begin Data for processing

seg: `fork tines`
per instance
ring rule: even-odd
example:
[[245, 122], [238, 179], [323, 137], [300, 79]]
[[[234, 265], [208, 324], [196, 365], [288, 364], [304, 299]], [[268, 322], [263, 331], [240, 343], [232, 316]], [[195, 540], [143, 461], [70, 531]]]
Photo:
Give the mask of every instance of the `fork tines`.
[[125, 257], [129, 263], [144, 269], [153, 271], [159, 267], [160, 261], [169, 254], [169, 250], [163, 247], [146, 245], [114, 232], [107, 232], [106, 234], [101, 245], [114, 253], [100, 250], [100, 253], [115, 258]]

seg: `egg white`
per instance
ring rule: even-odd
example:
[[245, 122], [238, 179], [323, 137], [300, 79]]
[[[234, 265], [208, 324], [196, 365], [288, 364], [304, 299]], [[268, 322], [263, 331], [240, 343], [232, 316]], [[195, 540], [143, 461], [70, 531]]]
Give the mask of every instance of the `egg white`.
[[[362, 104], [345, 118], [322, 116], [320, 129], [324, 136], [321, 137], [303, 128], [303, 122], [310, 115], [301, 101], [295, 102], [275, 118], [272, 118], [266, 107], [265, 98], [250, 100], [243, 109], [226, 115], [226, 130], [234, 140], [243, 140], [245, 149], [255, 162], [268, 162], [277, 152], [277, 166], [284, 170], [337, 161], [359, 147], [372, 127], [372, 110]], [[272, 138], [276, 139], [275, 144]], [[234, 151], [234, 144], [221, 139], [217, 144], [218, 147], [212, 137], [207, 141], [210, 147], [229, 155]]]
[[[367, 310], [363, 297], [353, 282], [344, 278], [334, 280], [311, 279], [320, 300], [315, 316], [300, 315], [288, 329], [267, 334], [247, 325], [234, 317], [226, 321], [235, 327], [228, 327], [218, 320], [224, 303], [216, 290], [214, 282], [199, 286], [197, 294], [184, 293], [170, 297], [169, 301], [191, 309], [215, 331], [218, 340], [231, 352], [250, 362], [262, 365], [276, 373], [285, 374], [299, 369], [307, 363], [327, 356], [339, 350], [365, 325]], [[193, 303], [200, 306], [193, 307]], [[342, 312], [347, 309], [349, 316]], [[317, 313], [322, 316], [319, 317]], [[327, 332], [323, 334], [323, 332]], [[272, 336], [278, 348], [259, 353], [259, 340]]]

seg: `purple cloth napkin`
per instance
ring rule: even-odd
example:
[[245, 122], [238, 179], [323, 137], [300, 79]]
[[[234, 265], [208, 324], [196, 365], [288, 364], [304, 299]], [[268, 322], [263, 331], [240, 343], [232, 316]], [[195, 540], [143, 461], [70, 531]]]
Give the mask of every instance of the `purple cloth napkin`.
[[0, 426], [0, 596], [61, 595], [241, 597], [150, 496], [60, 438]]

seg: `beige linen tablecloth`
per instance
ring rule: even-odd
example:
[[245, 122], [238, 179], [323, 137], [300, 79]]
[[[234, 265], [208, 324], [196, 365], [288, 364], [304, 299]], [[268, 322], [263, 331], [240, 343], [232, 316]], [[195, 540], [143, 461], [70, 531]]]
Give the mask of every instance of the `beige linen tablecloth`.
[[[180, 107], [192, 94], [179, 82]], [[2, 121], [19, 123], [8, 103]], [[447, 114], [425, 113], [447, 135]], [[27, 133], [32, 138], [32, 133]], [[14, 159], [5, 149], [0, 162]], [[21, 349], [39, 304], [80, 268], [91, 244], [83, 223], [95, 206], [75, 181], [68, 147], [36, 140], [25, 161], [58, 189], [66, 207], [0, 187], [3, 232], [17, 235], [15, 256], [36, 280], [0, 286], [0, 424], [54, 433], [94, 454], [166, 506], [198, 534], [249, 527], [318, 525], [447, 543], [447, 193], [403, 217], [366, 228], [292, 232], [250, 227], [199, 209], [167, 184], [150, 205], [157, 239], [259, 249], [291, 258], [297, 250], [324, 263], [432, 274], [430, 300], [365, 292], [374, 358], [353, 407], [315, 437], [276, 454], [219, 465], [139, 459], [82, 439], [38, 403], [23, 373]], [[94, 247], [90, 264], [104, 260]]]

end Data for processing

# Exercise description
Starting at the first line and ending at the line that contains "253], [115, 258]]", write those lines out again with "fork tines" changed to "fork prongs" and nothing else altered.

# Expected output
seg: `fork prongs`
per instance
ring rule: even-odd
example:
[[245, 122], [238, 179], [323, 137], [300, 79]]
[[[234, 265], [208, 324], [196, 365], [288, 364], [304, 299]], [[268, 322], [263, 331], [240, 343], [232, 316]], [[195, 540], [143, 461], [70, 531]]]
Photo:
Give the mask of every instance of the `fork prongs`.
[[125, 257], [129, 263], [144, 269], [153, 271], [159, 267], [160, 261], [169, 254], [169, 250], [163, 247], [146, 245], [114, 232], [107, 232], [106, 234], [101, 245], [114, 253], [100, 250], [100, 253], [115, 258]]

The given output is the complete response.